> Input for this task:
--- start ---
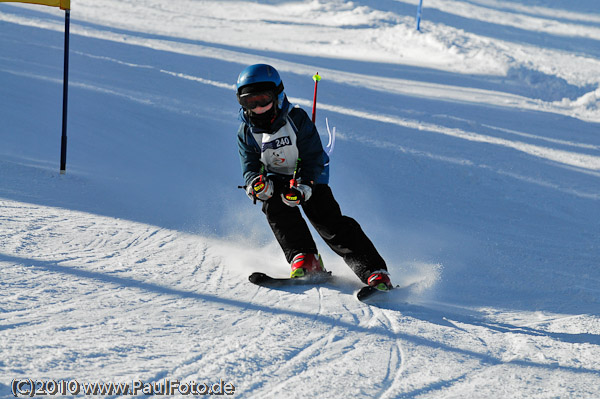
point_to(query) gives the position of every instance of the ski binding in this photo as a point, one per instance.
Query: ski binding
(265, 280)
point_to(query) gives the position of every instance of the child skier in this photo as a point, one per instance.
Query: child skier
(284, 166)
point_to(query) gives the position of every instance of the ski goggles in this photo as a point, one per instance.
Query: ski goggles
(253, 100)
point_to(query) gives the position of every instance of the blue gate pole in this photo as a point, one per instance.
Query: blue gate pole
(419, 15)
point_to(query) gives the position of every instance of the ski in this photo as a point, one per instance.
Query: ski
(368, 293)
(265, 280)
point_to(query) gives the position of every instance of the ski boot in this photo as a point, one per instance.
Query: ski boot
(380, 280)
(306, 264)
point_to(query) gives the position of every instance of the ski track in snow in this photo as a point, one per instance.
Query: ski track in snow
(95, 297)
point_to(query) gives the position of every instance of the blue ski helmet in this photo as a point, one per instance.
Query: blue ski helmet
(260, 77)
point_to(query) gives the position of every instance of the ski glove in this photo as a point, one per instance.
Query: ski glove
(261, 188)
(297, 195)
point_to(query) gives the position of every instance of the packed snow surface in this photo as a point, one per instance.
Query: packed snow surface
(468, 151)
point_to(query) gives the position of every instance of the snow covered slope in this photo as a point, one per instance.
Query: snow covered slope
--- end ---
> Goal:
Rewrite every line of the listing above as a numbered list, skipping any blank lines and leaving out the picture.

> Finished exercise:
1. point_to(query) gives the position of every instance of the ski binding in this photo as a point, one per instance.
2. Query: ski binding
3. (265, 280)
4. point_to(query) gives the position of every instance of the child skier in this photo as a point, one per instance.
5. Query: child skier
6. (284, 166)
7. point_to(query) gives the position of every instance of the ski goggles in this photo as a point, one per instance.
8. Query: ski goggles
9. (253, 100)
10. point_to(query) gives the position of every instance of the blue gate pole in this photo as a point, one per instance.
11. Query: blue gate pole
12. (419, 15)
13. point_to(query) gives the position of every instance of the ski in this photo as a point, one per instance.
14. Query: ski
15. (368, 293)
16. (265, 280)
17. point_to(query) gives the position of every instance of the ski boot in this photo as a point, one per instance.
18. Query: ski boot
19. (380, 280)
20. (306, 264)
21. point_to(query) gives the position of every instance of the ski track in snow in this photo as a point, one per instance.
22. Query: ski track in snow
23. (95, 297)
24. point_to(query) gives the position of every instance of the blue ski helmet in this photo as a point, one per instance.
25. Query: blue ski helmet
26. (260, 77)
27. point_to(query) gives the position of every instance of the ski glove in this photo as a point, one per instance.
28. Query: ski glove
29. (261, 188)
30. (297, 195)
31. point_to(query) gives the position of every instance of the packed snow surface in this photo as a point, one per instance.
32. Query: packed snow surface
33. (468, 151)
34. point_to(query) gives the position of every instance of the snow covered slope in this photo as a point, one per instance.
35. Query: snow covered slope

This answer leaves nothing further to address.